Задание:
По отрывку о переводе писем объясните, почему в ночь накануне Песаха рассказчик вернулся в 770, хотя все остальные в это время готовились к празднику.

Текст отрывка:
Я приехал из Бразилии в Нью-Йорк в 1950 году за несколько месяцев до того, как Ребе Раяц вернул свою святую душу Всевышнему. В течение следующих десяти лет я учился в йешиве в непосредственной близости от его зятя, который вскоре стал седьмым Любавичским Ребе.

Однажды я сидел и учился в зале 770 на Истерн-Парквей, когда меня вызвал к себе в кабинет рав Ходаков, секретарь Ребе. Он спросил, говорю ли я по-испански. Я приехал из Бразилии и, соответственно, свободно говорил по-португальски, но испанский я тоже знал очень неплохо.

– Можно ли тебе доверить перевод писем, которые приходят к Ребе и написаны по-испански и по-португальски?

– Да, – ответил я.

– Но ты должен понимать, что это частные письма. Закончив перевод, ты должен забыть все, что там написано, – сухо предупредил рав Ходаков, подчеркивая строжайшие правила секретариата Ребе относительно конфиденциальности. Я пообещал.

Так в течение нескольких лет мне давали письма, приходившие к Ребе и написанные по-испански и по-португальски, а я старался перевести их как можно точнее. Некоторые из конвертов были уже открыты, некоторые еще нет, но обычно Ребе писал на них на иврите: "перевести".

Каждую неделю приходило несколько таких писем, что не так уж и много, но времени на их перевод уходило немало. Часто очень трудно было разобрать почерк, затем я должен был догадаться, что писавшие хотели сказать, не зная ни самих писавших, ни ситуацию, которую они описывали. И я задумывался о том, с чем приходилось иметь дело Ребе: он ведь получал огромное количество писем и должен был разбираться с каждым из них. Если я не понимал написанное, я включал буквальный перевод и многоточие, показывавшее, что я не знаю значения этих слов. Иногда я добавлял заметку на полях, где говорил, что не понимаю письмо. Жизнь в общежитии йешивы еще больше осложняла работу: мне приходилось изыскивать время и место для переводов так, чтобы никто из моих товарищей не догадался, чем я занимаюсь.

В ночь накануне Песаха у меня осталось несколько писем для перевода. Все остальные исполняли заповедь поиска хамеца и готовились к Песаху, но я хотел, чтобы Ребе получил письма до праздника. И я вернулся в 770.

Синагога была совершенно пуста. Я уселся в самом дальнем конце от входа у западной стены, разложил письма на столе и начал работать. Некоторое время все шло гладко, а затем я услышал, как открылась дверь в кабинет Ребе рядом с залом. Ребе направлялся домой, но, прежде чем выйти, он заглянул в зал. Я даже не подозревал, что он в здании, но, увидев его в дверях, встал в знак уважения и оставался стоять, пока он не вышел. Все произошло очень быстро. Он появился на мгновение, окинул взглядом зал, повернулся и вышел.

Фрагмент листинга:
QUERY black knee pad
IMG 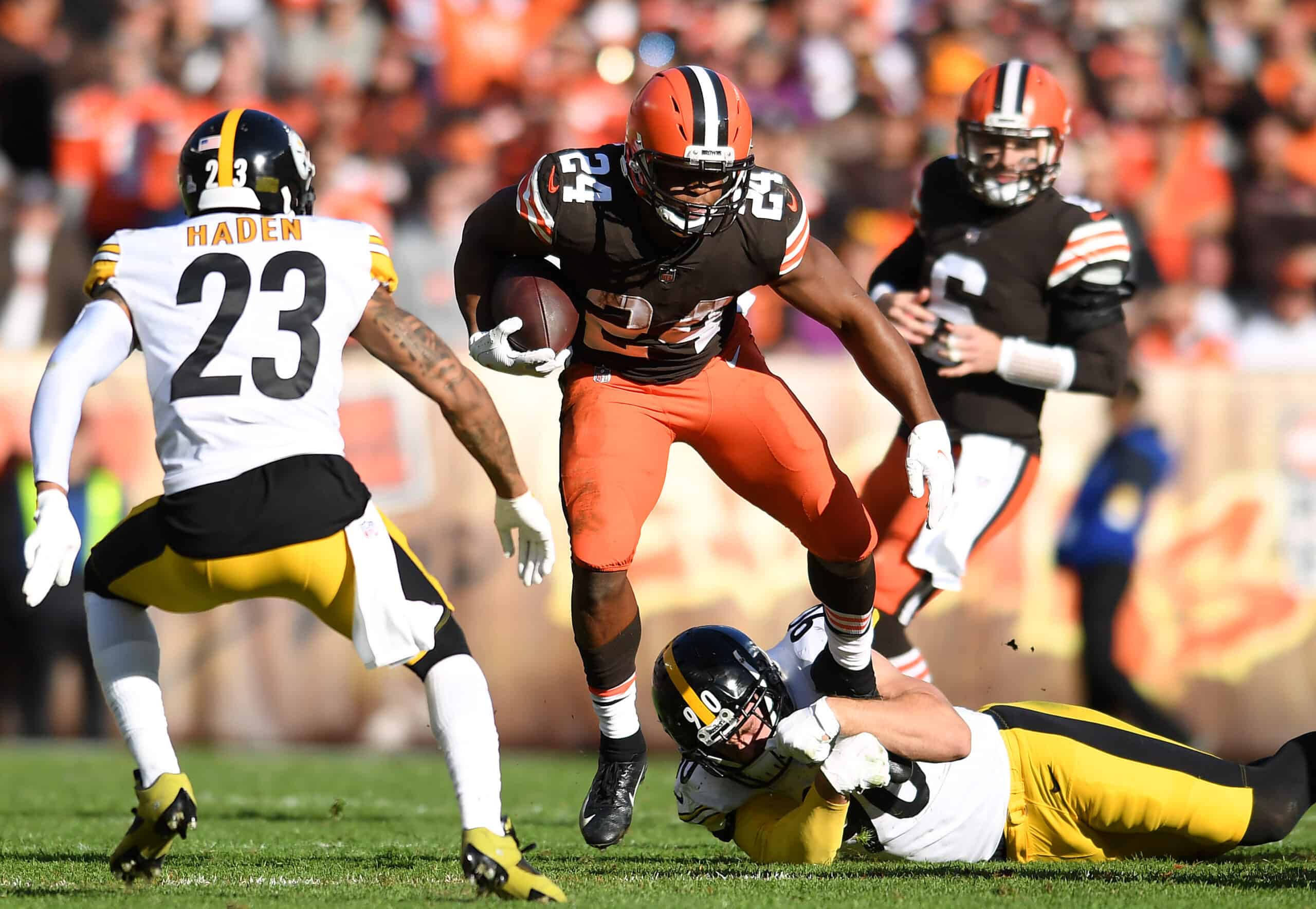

Решение:
У рассказчика оставалось несколько непереведенных писем, и он хотел, чтобы Ребе получил их до праздника.